--- Text provided ---
Federal Court Decisions

Decision Information

Decision Content

 Date: 20120423


Docket: IMM-7184-10

Citation: 2012 FC 469

Ottawa, Ontario, April 23, 2012

PRESENT:     The Honourable Mr. Justice O'Reilly

 

 

BETWEEN:

 

RAHELA HAQUE

SHAHIDUL HAQUE

RAFIA HAQUE

 

 

 

Applicants

 

and

 

 

 

THE MINISTER OF CITIZENSHIP AND IMMIGRATION

 

 

 

Respondent

 

 

 

 

 

           REASONS FOR JUDGMENT AND JUDGMENT

 

I.          Overview

[1]               Ms. Rahela Haque and her husband, Shahidul, are citizens of Bangladesh. Their daughter, Rafia, was born in the United States. The family arrived in Canada in 2005 and applied for refugee protection, but a panel of the Immigration and Refugee Board denied their claim. They then applied for a pre-removal risk assessment [PRRA] but an immigration officer dismissed their application. They then sought humanitarian and compassionate [H&C] relief, but the same officer found insufficient grounds to conclude that the applicants would experience unusual, undeserved or disproportionate hardship if they had to return to Bangladesh and apply for permanent residence from there.

 

[2]               The applicants submit that the same officer should not have dealt both with their PRRA and H&C applications. They say that this was unfair. The applicants also argue that the officer’s conclusion was unreasonable and contrary to positive decisions rendered in respect of their other family members. They ask me to quash the officer’s decision.

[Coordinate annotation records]
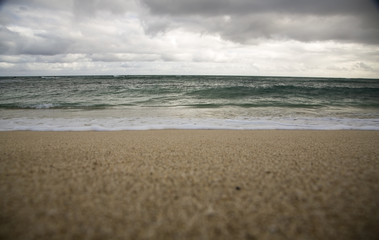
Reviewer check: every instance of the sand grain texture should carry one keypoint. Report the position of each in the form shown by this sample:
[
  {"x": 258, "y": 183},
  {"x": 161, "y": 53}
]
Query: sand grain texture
[{"x": 189, "y": 184}]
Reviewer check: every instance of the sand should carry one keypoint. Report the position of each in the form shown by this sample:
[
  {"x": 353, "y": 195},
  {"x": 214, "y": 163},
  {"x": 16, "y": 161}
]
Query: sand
[{"x": 189, "y": 184}]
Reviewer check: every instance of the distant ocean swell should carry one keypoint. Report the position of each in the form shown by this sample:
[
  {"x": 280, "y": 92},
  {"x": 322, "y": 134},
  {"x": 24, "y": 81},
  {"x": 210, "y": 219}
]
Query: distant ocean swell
[{"x": 211, "y": 102}]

--- What you have to do ---
Rewrite everything in the court decision from "[1]               Ms. Rahela" down to "residence from there.", substituting "child" for "daughter".

--- Answer for the task ---
[1]               Ms. Rahela Haque and her husband, Shahidul, are citizens of Bangladesh. Their child, Rafia, was born in the United States. The family arrived in Canada in 2005 and applied for refugee protection, but a panel of the Immigration and Refugee Board denied their claim. They then applied for a pre-removal risk assessment [PRRA] but an immigration officer dismissed their application. They then sought humanitarian and compassionate [H&C] relief, but the same officer found insufficient grounds to conclude that the applicants would experience unusual, undeserved or disproportionate hardship if they had to return to Bangladesh and apply for permanent residence from there.